_BRANO SCELTO_
##############################
Il primo tentativo fu fatto dal Pfizmaier nel 1847, quando diede alla luce in Vienna un racconto di Tane Hico pubblicato al Giappone nel 1821. Il nostro Severini lo tradusse in italiano, correggendo i mille errori d'interpretazione del testo nei quali era incorso il professore tedesco; ma confessò schiettamente che in molti luoghi anche egli non era arrivato a capire, e che per parecchi altri dubitava di avere ben reso l'originale.
Il racconto di Tane Hico è una graziosa storia di amore che i colti lettori certamente conoscono col titolo Uomini e Paraventi, abbreviato dal vero titolo, un po' lungo: Sei paraventi proposti a regola della fugace vita. Chi ha un'idea dell'ingenuità raffinata della pittura giapponese, la ritrova quasi identica nella forma letteraria del romanzo. Non faccia specie quel raffinata accoppiato ad ingenuità; nel Giappone è così. Pittura e letteratura non sono tanto rozze e primitive da non rivelare una più progredita abilità di esecuzione, una meravigliosa complicazione di processi e di ricerche, una delicatezza e una squisitezza di sentimento che certe quasi incredibili puerilità di mezzi e di forma contribuiscono a rendere più attraenti per noi.
La storia della simpatica Misávo (Modesta) è un vero idillio dirimpetto alla tragica narrazione dei Fedeli rônini di Tamenaga Shounsoni, della quale intendo ora dar qualche ragguaglio.
##############################
_CONSEGNA_
Riporta, nell'ordine in cui compaiono, tutti i nomi propri di persona o di personaggio presenti nel brano sulla narrativa giapponese.

_ELENCO_
##############################
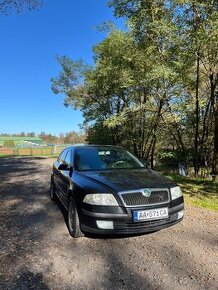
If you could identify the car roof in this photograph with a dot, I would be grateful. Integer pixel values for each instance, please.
(90, 146)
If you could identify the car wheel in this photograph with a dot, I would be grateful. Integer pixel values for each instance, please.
(53, 195)
(73, 219)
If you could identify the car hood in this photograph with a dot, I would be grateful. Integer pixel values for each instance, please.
(131, 179)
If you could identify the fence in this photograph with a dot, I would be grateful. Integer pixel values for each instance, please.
(27, 151)
(34, 151)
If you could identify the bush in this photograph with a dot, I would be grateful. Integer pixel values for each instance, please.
(9, 143)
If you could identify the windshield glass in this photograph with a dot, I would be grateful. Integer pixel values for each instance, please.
(103, 158)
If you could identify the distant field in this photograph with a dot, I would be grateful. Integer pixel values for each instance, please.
(198, 192)
(45, 151)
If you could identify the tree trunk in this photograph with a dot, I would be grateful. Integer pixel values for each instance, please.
(196, 153)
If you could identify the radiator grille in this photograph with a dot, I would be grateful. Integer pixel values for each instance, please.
(137, 198)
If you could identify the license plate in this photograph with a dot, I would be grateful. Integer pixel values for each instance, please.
(151, 214)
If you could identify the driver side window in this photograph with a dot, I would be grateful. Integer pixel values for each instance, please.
(68, 159)
(62, 156)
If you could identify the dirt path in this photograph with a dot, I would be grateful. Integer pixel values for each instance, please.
(36, 251)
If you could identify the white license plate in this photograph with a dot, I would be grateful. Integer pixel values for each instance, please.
(151, 214)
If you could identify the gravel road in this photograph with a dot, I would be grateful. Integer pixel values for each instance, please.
(36, 251)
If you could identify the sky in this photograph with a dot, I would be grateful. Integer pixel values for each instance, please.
(29, 45)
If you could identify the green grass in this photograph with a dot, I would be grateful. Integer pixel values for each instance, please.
(198, 192)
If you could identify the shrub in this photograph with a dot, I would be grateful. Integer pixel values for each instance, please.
(9, 143)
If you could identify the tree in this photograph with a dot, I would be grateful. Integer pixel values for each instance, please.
(152, 88)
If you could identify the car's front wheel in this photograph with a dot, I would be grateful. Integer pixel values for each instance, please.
(73, 219)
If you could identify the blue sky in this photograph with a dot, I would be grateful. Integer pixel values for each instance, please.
(29, 44)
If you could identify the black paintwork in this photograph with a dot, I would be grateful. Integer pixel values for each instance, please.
##############################
_RISPOSTA_
Pfizmaier, Tane Hico, Severini, Misávo, Tamenaga Shounsoni